Problem: Take the entries below and give them back exactly. Leave out nothing.

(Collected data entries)
● ● ● ● ●

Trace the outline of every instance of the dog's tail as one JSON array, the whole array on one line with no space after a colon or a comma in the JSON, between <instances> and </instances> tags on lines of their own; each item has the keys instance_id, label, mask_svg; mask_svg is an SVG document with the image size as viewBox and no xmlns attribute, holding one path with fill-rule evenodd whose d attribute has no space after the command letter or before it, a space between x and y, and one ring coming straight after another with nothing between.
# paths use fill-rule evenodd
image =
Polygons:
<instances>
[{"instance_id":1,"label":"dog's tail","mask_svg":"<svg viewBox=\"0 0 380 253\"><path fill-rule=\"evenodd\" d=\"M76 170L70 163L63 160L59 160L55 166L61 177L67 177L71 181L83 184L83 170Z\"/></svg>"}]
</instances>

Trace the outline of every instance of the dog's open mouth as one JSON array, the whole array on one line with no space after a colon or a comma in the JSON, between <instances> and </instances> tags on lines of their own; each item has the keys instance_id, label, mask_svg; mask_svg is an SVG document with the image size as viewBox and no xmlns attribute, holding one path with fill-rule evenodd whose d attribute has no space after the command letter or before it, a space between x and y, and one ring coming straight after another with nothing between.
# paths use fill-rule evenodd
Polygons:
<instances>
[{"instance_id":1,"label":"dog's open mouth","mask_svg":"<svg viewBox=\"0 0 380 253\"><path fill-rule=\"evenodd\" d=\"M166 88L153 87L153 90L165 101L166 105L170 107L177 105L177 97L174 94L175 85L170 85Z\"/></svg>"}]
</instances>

● ● ● ● ●

Output of the exercise:
Trace the outline of every instance of the dog's tail as one JSON array, the whole array on one line with no space after a colon or a comma in the JSON, between <instances> and </instances> tags on lines of their own; each item has the keys instance_id, label, mask_svg; mask_svg is an SVG document with the image size as viewBox and no xmlns attribute, holding one path with fill-rule evenodd whose d attribute has no space after the command letter or before it, a space between x and y, and one ring coming straight after another with nothing between.
# paths use fill-rule evenodd
image =
Polygons:
<instances>
[{"instance_id":1,"label":"dog's tail","mask_svg":"<svg viewBox=\"0 0 380 253\"><path fill-rule=\"evenodd\" d=\"M76 170L70 163L63 160L59 160L55 166L61 177L67 177L71 181L83 184L83 170Z\"/></svg>"}]
</instances>

Trace the outline of every instance of the dog's open mouth as one JSON array, the whole array on one line with no space after a colon or a comma in the JSON, between <instances> and </instances> tags on lines of their own; each item has the keys instance_id, label, mask_svg; mask_svg is an SVG document with the image size as viewBox and no xmlns attribute, holding one path with fill-rule evenodd whose d attribute has no space after the command letter or before it, a space between x and y, and one ring coming straight after another with nothing between.
# paths use fill-rule evenodd
Polygons:
<instances>
[{"instance_id":1,"label":"dog's open mouth","mask_svg":"<svg viewBox=\"0 0 380 253\"><path fill-rule=\"evenodd\" d=\"M166 88L153 87L153 90L165 101L166 105L170 107L177 105L177 97L174 94L175 85L170 85Z\"/></svg>"}]
</instances>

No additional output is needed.